**Exercise directions**
Give the data below again exactly as it stands. Omit the pictures.

>> Start

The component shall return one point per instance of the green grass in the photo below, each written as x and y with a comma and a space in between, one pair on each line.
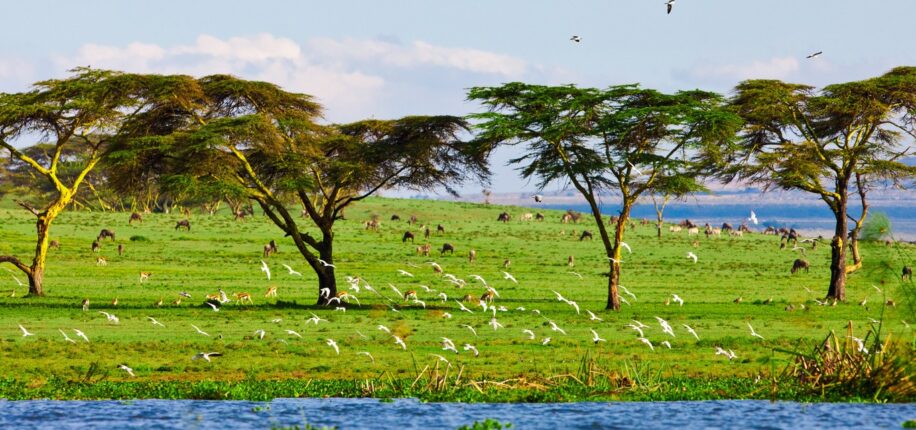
222, 253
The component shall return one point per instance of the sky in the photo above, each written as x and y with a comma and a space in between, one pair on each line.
386, 59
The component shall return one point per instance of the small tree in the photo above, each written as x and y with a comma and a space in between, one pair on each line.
254, 140
817, 142
81, 114
623, 139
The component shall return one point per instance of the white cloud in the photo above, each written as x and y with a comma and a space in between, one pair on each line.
774, 68
353, 78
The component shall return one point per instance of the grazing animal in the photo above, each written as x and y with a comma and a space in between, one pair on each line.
106, 234
800, 264
270, 249
407, 235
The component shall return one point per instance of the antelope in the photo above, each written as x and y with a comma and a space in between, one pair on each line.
243, 297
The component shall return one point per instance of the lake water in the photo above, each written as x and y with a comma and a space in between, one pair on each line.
810, 220
408, 413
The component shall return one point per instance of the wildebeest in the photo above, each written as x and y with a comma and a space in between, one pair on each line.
800, 264
270, 249
424, 249
407, 235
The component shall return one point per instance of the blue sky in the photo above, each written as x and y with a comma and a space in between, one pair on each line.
391, 58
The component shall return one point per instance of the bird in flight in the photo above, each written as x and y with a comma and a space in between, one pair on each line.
25, 333
291, 271
205, 356
265, 269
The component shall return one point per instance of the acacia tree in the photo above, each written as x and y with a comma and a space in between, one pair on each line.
254, 140
819, 141
80, 114
623, 139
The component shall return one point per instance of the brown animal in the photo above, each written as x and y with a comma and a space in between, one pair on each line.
800, 264
105, 234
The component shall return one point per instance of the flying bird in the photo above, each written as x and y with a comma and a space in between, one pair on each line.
291, 271
265, 269
25, 333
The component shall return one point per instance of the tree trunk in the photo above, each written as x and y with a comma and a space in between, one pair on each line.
614, 278
837, 289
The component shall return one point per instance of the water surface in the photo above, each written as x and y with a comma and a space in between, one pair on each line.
407, 413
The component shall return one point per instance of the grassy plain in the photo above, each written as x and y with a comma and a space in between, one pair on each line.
222, 253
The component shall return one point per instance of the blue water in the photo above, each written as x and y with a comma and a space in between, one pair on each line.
373, 414
812, 219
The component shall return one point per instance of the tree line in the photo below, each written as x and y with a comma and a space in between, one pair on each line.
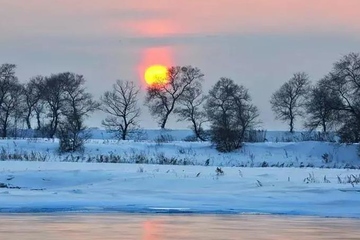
59, 104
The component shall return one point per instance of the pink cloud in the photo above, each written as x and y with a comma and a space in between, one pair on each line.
169, 17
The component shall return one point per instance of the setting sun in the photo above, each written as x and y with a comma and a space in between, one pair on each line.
156, 74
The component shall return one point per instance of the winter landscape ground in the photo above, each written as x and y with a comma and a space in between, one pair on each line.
148, 176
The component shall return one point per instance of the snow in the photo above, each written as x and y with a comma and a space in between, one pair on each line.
61, 186
293, 178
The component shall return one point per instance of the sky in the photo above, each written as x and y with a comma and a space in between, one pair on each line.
257, 43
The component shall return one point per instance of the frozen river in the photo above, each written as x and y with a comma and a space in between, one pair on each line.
173, 227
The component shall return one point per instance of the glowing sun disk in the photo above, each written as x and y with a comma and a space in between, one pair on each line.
156, 74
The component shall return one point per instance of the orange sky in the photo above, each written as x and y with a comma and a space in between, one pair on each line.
259, 43
162, 17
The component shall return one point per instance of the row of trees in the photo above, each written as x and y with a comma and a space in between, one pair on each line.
59, 104
332, 103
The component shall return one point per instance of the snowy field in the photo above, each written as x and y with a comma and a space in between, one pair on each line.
295, 178
55, 186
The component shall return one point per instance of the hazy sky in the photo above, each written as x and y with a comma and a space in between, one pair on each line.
258, 43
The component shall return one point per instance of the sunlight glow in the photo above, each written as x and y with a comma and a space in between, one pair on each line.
156, 75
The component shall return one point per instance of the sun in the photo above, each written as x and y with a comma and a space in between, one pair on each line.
156, 75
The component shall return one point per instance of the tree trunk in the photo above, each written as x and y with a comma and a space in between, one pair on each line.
324, 126
28, 123
164, 121
291, 124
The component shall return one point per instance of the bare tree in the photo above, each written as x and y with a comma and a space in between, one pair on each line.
77, 105
230, 113
320, 107
10, 98
162, 99
121, 105
52, 93
344, 81
288, 102
32, 97
191, 110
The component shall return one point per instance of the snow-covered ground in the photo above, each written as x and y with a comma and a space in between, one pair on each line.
268, 154
61, 186
300, 178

>> End

**Output below**
The component shall return one point per instance of the green grass in the photo below, each written as x and y with a comma and a space in between, one pair on each line.
222, 253
The component shall return one point per instance of the sky in the photo above, each written as x and y with a comma and a space in between, one pair on each line.
386, 59
The component shall return one point per instance of the small tree in the photo above, each written as x and y with a comma and a space in between, one pair on each line.
254, 140
817, 142
81, 114
623, 139
The component shall return one point per instance of the white cloud in the photo above, each written as x and y with a comma and a space in between, one pair on each line.
774, 68
353, 78
The component shall return one point per instance of the grazing animal in the photo above, each written as x and y with a comma and a space in between, one pair on each line.
106, 234
800, 264
270, 249
407, 235
The component shall return one point per instance of the antelope in the photo above, each written as x and y with a comma and a space in between, one pair on each line.
243, 297
The component shall return one point per instance of the lake water in the photo above, each written as x and y with a comma and a space in between, one pair on each line.
810, 220
408, 413
The component shall return one point per instance of the wildebeest in the photo above, each written as x and y with a comma and a space in between, one pair on each line.
800, 264
270, 249
424, 249
407, 235
The component shall return one point per instance of the blue sky in the photo above, each written as x and y with a comma and a space in between, one pair on each line.
391, 58
The component shall return one point per instance of the bird in flight in the photo above, each written as x and y with a comma and a space in between, one pair on each line.
25, 333
291, 271
205, 356
265, 269
The component shall return one point per instance of the acacia tree in the photo above, each written as x and y with a comma and a space in between, one pair on each line.
254, 140
819, 141
80, 114
623, 139
The component shall return one point per instance of the brown animal in the photo above, each written as x and y with a comma and a space in between, one pair on each line.
800, 264
105, 234
The component shall return one point per instance of the flying bird in the photo above, each written as x and y with a comma and a space in between, one pair on each line.
291, 271
265, 269
25, 333
The component shall return one point per instance of the tree trunk in the photo above, each written as x and y with a comma and a space in between, one pair on each line.
614, 278
837, 289
The component shall return one point per instance of the water surface in the photo above, each written as x and y with a comma and a space in between, one pair on each line.
407, 413
The component shall return one point per instance of the grassy plain in the photo above, each written as x and y with a comma and a space in between, one pair on each line.
222, 253
The component shall return one point per instance of the blue water in the photo above, each written as x and y with a comma and a space in between, one pair on each line.
373, 414
812, 219
The component shall return one point per instance of the tree line in the photo below, each written as x and y with a comma and a space in between, one pair on each line.
59, 104
The component shall return one point per instance of the pink cloud in the photo above, each written as x and y with a comma and a space in between, one pair on each line.
169, 17
The component shall return one point per instance of the setting sun in the photo above, each written as x and y with a comma and a space in between, one pair on each line.
156, 74
The component shall return one point per instance of the winter landscape ground in the photo above, each written as x and y with a comma and a space in between, one pair on each line.
148, 176
The component shall return one point per instance of the snow in the photo above, each written as x and y with a comma and a space in between, one pair on each line.
61, 186
293, 178
The component shall return one point per instance of the sky in the photo above, each written as x and y with a comma and a space in between, one pair on each line.
257, 43
The component shall return one point per instance of the frozen river in the photo above, each written as x and y with a comma and a space in between, one pair on each line.
173, 227
The component shall return one point per instance of the glowing sun disk in the photo above, each written as x and y with a comma and a space in between, one pair on each line.
156, 74
The component shall return one point per instance of the orange sky in the photo above, each written as x and y with a comma and a space in between, one pair on each line.
259, 43
162, 17
The component shall return one point per instance of the row of trees in the photo above, each written as x and y with a comma and a space in between, one pair on each line.
59, 104
332, 103
The component shall return one point per instance of the snowy field in the photo above, each written as x and y with a comma and a space in between, one pair on each line.
295, 178
55, 186
The component shall return one point per instance of the hazy sky in the photo above, each written as x and y with a comma and a space in between, one pair on each line.
258, 43
The component shall return one point per instance of the sunlight glow in the photo above, each written as x and y with a comma and a space in between, one pair on each line.
156, 75
The component shall return one point per instance of the sun in the photo above, each written as x and y with a comma and a space in between, one pair on each line.
156, 75
The component shall return one point per instance of the tree trunk in the photo above, each written as x and y with a comma and a space in between, one pair on each line.
324, 126
28, 123
164, 121
291, 124
The component shall return one point per instance of the bare tree in the photo above, each written as x and y with a comma and a space in between, one pair on each line.
77, 105
230, 113
320, 107
10, 98
162, 99
121, 105
52, 93
344, 81
288, 102
32, 97
191, 110
The component shall return one point per instance of the snow-covered ground in the photo above, each written as x and y with a comma and a space in between, one pair on each line.
268, 154
61, 186
300, 178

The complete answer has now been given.